## Directions
Put every line of the records below into a JSON list of strings, one string per line, leaving out any blank lines.
***
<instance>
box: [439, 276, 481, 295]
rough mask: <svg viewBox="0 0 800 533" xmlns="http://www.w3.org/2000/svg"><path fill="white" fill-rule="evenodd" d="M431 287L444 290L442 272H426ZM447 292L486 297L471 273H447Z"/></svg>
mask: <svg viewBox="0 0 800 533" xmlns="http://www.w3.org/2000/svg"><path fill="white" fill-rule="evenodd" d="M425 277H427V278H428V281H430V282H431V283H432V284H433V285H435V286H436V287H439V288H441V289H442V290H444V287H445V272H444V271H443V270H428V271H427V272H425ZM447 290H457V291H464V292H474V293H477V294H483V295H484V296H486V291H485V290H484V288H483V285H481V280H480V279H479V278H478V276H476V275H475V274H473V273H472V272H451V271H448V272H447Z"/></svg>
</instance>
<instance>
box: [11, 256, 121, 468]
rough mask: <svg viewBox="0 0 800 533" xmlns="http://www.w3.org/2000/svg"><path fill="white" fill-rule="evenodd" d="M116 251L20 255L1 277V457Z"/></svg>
***
## Answer to the problem
[
  "<instance>",
  "box: [439, 276, 481, 295]",
  "rough mask: <svg viewBox=\"0 0 800 533\" xmlns=\"http://www.w3.org/2000/svg\"><path fill=\"white\" fill-rule=\"evenodd\" d=\"M431 287L444 290L442 272H426ZM447 292L486 297L471 273H447Z\"/></svg>",
  "mask: <svg viewBox=\"0 0 800 533\" xmlns=\"http://www.w3.org/2000/svg\"><path fill=\"white\" fill-rule=\"evenodd\" d=\"M425 277H427V278H428V281H430V282H431V283H432V284H433V285H435V286H436V287H439V288H441V289H442V290H444V287H445V272H444V271H443V270H428V271H427V272H425ZM447 290H457V291H464V292H474V293H477V294H483V295H484V296H486V291H485V290H484V288H483V285H481V280H480V279H479V278H478V276H476V275H475V274H473V273H472V272H451V271H448V272H447Z\"/></svg>",
  "</instance>",
  "<instance>",
  "box: [11, 256, 121, 468]",
  "rough mask: <svg viewBox=\"0 0 800 533\" xmlns=\"http://www.w3.org/2000/svg\"><path fill=\"white\" fill-rule=\"evenodd\" d=\"M116 251L20 255L1 277V457Z\"/></svg>"
]